**What to do:**
Whenever the word "flag" appears in a line of the data below, copy that line.

**Dataset:**

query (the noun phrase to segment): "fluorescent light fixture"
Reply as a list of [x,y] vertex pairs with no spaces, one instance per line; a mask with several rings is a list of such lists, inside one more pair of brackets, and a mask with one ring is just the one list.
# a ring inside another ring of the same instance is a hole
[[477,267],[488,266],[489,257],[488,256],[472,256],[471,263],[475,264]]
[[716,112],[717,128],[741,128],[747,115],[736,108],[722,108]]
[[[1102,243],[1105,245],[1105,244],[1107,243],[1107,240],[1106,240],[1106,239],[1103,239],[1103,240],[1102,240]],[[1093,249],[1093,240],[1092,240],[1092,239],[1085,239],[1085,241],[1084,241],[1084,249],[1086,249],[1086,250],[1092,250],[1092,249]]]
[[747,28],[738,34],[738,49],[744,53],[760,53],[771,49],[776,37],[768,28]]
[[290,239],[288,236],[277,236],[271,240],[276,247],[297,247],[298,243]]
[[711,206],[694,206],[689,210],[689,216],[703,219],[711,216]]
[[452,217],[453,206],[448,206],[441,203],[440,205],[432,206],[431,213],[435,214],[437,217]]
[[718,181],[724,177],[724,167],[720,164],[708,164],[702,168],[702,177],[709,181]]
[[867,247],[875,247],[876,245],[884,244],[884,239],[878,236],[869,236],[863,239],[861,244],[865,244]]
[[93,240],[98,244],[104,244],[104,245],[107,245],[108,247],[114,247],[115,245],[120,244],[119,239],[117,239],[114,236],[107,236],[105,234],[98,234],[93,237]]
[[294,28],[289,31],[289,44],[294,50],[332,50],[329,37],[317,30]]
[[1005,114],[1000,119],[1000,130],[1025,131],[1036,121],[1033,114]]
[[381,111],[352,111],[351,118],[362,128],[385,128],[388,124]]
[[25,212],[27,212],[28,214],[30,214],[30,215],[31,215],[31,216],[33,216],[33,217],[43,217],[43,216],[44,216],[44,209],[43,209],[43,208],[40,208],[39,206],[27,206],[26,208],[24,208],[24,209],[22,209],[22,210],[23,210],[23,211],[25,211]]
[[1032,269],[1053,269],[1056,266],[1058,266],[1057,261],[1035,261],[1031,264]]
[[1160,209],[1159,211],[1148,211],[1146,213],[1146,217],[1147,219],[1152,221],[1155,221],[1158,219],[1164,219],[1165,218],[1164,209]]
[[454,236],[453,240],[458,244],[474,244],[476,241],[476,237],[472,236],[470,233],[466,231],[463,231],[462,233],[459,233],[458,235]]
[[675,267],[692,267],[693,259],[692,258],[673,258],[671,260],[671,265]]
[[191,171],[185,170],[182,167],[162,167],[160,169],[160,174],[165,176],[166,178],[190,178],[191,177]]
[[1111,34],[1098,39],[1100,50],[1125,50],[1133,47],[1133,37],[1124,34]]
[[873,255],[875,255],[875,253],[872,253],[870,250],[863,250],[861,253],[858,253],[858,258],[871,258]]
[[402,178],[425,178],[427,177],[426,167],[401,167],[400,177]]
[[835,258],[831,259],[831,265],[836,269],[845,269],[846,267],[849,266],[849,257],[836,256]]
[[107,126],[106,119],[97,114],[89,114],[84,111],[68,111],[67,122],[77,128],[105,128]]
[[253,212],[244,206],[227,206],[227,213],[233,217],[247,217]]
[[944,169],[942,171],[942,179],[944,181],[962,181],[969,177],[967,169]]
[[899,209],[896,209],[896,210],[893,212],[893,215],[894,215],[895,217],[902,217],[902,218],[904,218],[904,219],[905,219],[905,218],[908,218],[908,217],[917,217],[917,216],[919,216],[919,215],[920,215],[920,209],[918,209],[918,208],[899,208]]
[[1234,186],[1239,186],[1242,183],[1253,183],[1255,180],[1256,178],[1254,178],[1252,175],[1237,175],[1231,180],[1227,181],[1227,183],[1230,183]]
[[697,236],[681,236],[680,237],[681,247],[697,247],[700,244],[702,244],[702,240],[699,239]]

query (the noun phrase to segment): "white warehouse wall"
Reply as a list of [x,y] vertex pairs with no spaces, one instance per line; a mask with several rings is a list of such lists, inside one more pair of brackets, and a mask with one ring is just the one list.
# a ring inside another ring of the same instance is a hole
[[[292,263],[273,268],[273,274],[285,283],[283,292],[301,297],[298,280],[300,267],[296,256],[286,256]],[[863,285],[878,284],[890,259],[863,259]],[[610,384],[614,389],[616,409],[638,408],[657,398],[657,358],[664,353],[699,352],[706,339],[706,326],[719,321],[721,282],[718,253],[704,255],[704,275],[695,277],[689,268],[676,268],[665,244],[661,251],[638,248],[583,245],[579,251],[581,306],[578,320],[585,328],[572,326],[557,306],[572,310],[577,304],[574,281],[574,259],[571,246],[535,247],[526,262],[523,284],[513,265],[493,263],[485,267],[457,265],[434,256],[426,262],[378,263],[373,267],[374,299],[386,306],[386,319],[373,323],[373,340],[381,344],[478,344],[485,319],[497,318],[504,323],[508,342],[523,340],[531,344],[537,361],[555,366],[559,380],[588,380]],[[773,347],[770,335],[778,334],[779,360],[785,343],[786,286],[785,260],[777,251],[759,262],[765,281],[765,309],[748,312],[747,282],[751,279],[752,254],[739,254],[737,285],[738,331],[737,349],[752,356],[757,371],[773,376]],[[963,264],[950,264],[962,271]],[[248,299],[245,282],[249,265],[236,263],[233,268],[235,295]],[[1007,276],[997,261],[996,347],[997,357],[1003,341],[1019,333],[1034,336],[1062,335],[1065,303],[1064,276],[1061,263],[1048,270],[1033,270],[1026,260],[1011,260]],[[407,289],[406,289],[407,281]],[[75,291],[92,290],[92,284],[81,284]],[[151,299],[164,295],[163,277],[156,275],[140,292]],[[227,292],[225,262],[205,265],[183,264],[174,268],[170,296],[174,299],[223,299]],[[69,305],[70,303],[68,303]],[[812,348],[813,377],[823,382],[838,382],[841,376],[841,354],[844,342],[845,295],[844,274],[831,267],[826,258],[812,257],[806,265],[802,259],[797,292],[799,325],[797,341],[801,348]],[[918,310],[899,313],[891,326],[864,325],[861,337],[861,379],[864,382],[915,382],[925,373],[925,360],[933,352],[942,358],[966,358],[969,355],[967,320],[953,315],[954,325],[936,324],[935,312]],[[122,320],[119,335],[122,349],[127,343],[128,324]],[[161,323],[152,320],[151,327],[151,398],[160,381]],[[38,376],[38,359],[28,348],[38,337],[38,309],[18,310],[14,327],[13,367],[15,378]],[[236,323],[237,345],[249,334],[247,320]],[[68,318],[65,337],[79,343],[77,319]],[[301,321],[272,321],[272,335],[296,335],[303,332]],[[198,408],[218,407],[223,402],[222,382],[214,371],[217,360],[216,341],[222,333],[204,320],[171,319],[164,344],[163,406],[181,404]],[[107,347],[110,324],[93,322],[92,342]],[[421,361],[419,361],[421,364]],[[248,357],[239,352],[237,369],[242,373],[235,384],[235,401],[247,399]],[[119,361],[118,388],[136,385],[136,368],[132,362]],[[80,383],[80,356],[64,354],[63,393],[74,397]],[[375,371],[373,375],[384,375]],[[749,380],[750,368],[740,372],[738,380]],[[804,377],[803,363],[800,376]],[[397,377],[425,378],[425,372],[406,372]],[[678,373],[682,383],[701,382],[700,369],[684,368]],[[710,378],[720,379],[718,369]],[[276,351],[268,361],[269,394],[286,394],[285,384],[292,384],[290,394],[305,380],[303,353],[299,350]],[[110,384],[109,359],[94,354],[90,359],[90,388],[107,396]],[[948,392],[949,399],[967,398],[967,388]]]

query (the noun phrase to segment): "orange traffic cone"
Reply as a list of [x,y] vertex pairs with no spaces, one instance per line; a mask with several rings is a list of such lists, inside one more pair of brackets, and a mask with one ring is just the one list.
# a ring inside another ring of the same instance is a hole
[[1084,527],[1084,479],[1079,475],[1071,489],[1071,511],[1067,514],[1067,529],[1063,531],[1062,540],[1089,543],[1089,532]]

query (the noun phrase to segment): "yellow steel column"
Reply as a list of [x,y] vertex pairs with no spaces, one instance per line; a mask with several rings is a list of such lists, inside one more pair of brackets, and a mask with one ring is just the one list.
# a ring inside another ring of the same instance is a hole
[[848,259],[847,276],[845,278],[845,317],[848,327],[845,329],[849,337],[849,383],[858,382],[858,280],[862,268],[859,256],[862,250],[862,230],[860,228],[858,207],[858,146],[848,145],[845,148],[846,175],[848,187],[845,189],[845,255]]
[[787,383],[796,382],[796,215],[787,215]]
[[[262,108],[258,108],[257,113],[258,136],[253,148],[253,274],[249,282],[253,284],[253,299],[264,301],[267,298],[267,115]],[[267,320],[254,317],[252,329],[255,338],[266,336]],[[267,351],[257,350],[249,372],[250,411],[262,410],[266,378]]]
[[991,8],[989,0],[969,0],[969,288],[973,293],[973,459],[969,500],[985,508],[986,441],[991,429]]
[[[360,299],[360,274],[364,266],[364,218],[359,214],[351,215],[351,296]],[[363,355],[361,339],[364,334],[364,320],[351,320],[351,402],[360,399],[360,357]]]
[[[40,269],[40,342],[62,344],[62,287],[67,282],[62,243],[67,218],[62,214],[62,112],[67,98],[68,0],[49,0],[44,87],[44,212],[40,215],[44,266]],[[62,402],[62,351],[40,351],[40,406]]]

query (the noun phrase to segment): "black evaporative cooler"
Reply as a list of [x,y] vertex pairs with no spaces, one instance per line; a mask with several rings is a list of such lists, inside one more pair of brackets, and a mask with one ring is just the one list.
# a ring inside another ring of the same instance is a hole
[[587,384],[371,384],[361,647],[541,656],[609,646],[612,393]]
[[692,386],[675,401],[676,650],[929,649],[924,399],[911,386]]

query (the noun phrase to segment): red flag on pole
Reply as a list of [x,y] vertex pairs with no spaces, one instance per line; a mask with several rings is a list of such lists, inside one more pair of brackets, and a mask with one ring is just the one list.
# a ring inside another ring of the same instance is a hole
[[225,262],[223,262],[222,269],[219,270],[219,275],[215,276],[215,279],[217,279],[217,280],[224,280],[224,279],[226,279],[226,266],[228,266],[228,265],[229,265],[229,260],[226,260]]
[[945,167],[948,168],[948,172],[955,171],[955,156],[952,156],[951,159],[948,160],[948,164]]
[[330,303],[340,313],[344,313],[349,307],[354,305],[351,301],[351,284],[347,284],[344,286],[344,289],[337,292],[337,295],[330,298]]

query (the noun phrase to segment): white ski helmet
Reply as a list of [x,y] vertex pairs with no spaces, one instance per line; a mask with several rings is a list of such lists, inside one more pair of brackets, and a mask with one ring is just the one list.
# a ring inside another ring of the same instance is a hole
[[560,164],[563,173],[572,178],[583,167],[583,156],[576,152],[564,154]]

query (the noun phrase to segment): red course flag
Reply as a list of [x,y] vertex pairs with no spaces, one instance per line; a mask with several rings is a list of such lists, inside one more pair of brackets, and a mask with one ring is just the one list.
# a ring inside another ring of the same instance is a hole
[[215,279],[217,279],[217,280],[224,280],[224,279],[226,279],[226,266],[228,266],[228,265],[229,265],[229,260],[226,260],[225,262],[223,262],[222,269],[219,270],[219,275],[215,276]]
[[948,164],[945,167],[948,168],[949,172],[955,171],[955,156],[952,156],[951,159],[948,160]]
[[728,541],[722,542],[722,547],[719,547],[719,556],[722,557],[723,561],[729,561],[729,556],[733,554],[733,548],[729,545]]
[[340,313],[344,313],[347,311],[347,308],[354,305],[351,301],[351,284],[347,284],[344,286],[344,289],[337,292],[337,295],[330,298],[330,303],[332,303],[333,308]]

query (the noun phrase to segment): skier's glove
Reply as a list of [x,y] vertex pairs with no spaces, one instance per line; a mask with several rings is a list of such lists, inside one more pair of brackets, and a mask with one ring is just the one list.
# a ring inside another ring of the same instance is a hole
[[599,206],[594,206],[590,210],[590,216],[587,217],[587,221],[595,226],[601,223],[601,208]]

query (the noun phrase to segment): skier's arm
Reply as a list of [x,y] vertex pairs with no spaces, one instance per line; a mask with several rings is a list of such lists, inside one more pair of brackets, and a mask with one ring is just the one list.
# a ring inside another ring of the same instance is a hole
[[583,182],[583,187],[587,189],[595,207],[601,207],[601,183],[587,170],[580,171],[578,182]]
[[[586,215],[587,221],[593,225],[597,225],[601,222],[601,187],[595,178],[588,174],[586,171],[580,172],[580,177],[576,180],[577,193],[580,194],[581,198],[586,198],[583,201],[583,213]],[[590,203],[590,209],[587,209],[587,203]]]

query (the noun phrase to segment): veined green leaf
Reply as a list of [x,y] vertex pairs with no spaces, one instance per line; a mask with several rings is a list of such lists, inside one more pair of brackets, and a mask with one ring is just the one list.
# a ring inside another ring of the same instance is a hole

**Result of this exercise:**
query (the noun phrase to segment): red flag on pole
query (the noun phrase to segment): red course flag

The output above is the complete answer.